▸ TRY IT
Each line below needs to be repeated precisely as it is.

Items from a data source
-- -- --

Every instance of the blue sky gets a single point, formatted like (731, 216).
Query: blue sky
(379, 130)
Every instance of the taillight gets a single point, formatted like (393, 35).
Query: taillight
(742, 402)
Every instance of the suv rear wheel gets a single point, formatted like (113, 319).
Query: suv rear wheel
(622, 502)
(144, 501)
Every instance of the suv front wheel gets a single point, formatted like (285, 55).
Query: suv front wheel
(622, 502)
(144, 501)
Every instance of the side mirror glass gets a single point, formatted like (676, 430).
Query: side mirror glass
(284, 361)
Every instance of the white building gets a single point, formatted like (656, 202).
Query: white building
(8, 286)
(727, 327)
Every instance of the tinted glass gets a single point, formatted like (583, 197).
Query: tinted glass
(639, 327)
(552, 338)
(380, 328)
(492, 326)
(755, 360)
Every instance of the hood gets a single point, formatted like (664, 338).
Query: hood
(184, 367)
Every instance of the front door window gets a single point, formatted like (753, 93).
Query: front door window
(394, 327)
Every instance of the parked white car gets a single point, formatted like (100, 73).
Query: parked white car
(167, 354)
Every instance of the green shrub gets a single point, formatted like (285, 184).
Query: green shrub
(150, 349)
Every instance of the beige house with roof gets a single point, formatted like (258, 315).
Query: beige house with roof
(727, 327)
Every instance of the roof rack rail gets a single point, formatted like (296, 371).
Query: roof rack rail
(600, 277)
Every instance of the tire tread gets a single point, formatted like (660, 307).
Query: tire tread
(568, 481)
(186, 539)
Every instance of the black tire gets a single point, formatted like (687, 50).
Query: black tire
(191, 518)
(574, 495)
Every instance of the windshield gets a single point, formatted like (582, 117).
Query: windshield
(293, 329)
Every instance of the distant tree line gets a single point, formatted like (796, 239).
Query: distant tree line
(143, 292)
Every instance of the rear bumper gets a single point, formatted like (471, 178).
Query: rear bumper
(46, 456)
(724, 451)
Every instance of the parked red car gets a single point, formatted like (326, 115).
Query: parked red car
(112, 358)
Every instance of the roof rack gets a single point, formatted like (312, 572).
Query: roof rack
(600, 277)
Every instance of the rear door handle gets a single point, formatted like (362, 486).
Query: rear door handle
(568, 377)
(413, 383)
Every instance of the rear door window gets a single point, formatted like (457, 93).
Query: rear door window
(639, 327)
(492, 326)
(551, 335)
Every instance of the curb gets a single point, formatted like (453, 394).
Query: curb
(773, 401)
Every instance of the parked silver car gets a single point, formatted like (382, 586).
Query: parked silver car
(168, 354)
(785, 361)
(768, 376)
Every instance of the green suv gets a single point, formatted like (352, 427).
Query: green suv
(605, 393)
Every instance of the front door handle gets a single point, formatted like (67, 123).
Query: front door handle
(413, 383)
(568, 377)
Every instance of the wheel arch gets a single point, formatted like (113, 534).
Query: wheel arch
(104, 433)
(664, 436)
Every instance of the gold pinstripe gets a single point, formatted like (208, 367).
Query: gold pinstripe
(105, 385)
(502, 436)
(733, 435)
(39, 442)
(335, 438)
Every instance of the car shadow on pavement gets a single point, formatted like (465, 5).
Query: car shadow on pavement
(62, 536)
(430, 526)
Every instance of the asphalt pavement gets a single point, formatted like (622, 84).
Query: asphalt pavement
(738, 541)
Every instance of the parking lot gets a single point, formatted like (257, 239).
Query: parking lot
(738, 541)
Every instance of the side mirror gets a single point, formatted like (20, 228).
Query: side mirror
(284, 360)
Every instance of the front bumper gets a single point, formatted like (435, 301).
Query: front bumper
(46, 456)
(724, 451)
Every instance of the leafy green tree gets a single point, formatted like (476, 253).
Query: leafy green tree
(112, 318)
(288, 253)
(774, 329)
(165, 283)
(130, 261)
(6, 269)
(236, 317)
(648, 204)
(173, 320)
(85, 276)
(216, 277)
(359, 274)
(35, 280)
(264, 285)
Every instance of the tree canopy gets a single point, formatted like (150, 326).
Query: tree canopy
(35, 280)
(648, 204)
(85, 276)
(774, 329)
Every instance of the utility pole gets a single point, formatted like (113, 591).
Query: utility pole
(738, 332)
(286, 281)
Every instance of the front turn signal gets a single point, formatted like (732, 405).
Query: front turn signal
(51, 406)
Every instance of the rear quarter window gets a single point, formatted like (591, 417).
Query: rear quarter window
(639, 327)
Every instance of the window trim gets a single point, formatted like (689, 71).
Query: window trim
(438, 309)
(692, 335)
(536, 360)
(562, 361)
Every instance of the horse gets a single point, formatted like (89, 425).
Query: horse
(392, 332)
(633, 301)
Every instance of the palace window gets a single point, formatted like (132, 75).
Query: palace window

-- -- --

▸ WRITTEN RESPONSE
Every instance of the blue sky gets a single point, formatted like (731, 216).
Query: blue sky
(379, 130)
Every instance of the taillight gets a single point, formatted like (393, 35).
Query: taillight
(742, 402)
Every instance of the suv rear wheel gets a single point, formatted like (113, 319).
Query: suv rear wheel
(622, 502)
(144, 501)
Every instance of the suv front wheel gets a single point, formatted like (285, 55).
Query: suv front wheel
(622, 502)
(144, 501)
Every instance of the side mirror glass gets a single point, formatted like (676, 430).
Query: side mirror glass
(284, 361)
Every instance of the white building gets a single point, formatted like (656, 202).
Query: white building
(8, 286)
(727, 327)
Every instance of the tinted glass gets a single point, formatted like (583, 197).
Query: tinted glass
(639, 327)
(552, 338)
(380, 328)
(492, 326)
(755, 360)
Every instance of the hood gets a single point, formatted like (664, 338).
Query: hood
(184, 367)
Every instance of the front door window gets a single point, formatted like (753, 93).
Query: front door window
(394, 327)
Every instance of the parked white car gets a single point, formatted like (100, 73).
Query: parked white car
(167, 354)
Every instance of the green shrub gets a single point, formatted like (285, 184).
Query: green shrub
(150, 349)
Every instance of the beige house with roof gets a single point, formatted like (258, 315).
Query: beige house with roof
(727, 327)
Every instance of the roof rack rail gets a single point, formatted like (296, 371).
Query: roof rack rail
(600, 277)
Every instance of the tire tread gets a single point, formatted like (660, 307).
Query: tire tread
(568, 481)
(186, 539)
Every instance of the black tire gets a single point, formatted like (687, 50).
Query: black tire
(191, 518)
(574, 495)
Every instance of the windshield gets a single point, formatted like (582, 117).
Query: windshield
(293, 329)
Every instance of the distant tree line gets a single point, formatted like (796, 239).
Query: distant tree line
(143, 292)
Every instance of the rear bumper gets a single point, formatted like (471, 178).
Query: rear bumper
(46, 456)
(724, 451)
Every instance of the parked red car gets a single point, formatted like (326, 115).
Query: parked red car
(112, 358)
Every instance of the roof rack gets a single point, formatted like (312, 572).
Query: roof rack
(600, 277)
Every instance of the rear door handle gets a single point, formatted like (362, 486).
Query: rear door handle
(568, 377)
(413, 383)
Every instance of the rear door window gets a single point, formatted like (457, 93).
Query: rear door window
(639, 327)
(492, 326)
(551, 335)
Every instance of the curb gets a single point, formatted like (453, 394).
Query: curb
(773, 401)
Every instance of the parked silver car gets a single point, formatted like (382, 586).
Query: parked silver car
(168, 354)
(785, 361)
(768, 376)
Every instance of the green suv gets a single point, formatted like (352, 427).
Query: green suv
(605, 393)
Every instance of the front door handle gets a single point, formatted like (67, 123).
Query: front door handle
(413, 383)
(568, 377)
Every instance of the wheel arch gets a single point, formatted like (113, 534).
Query: wheel arch
(104, 433)
(664, 436)
Every instance of the gold pinstripe gets a single point, formatted like (208, 367).
Query: gold pinstripe
(105, 385)
(502, 436)
(733, 435)
(39, 442)
(335, 438)
Every instance of the car shadow on pavement gets a single point, formatted like (465, 5).
Query: car shadow on pavement
(62, 536)
(430, 526)
Every instance of the asphalt pavement gets a single point, formatted like (622, 84).
Query: asphalt pavement
(738, 541)
Every instance of the parking lot gets a single point, formatted like (257, 239).
Query: parking lot
(738, 541)
Every instance of the side mirror gets a single point, formatted like (20, 228).
Query: side mirror
(284, 360)
Every instance of the front bumper gets a single point, formatted like (435, 301).
Query: front bumper
(46, 456)
(724, 451)
Every instance of the leafy green tree gets a single point, formatted like (476, 253).
Query: leafy green tree
(112, 318)
(288, 253)
(774, 329)
(165, 283)
(130, 261)
(6, 269)
(236, 317)
(648, 204)
(173, 320)
(85, 276)
(216, 277)
(359, 274)
(35, 280)
(264, 285)
Every instance of the tree canopy gets a single point, formatted like (150, 326).
Query: tree canopy
(35, 280)
(648, 204)
(85, 276)
(774, 329)
Every instance of the utility pole gets a single point, formatted like (113, 591).
Query: utility pole
(738, 332)
(286, 281)
Every instance of the front turn signal gets a single point, formatted like (732, 405).
Query: front turn signal
(51, 406)
Every instance of the rear quarter window gets a single point, formatted like (591, 417).
Query: rear quarter window
(639, 327)
Every instance of the window trim gets a single point, formatted like (689, 71).
Query: window trim
(438, 309)
(692, 335)
(536, 360)
(562, 361)
Every instance of the horse gets a single point, formatted like (89, 425).
Query: horse
(392, 332)
(633, 301)
Every instance of the palace window gets a single point, formatted like (132, 75).
Query: palace window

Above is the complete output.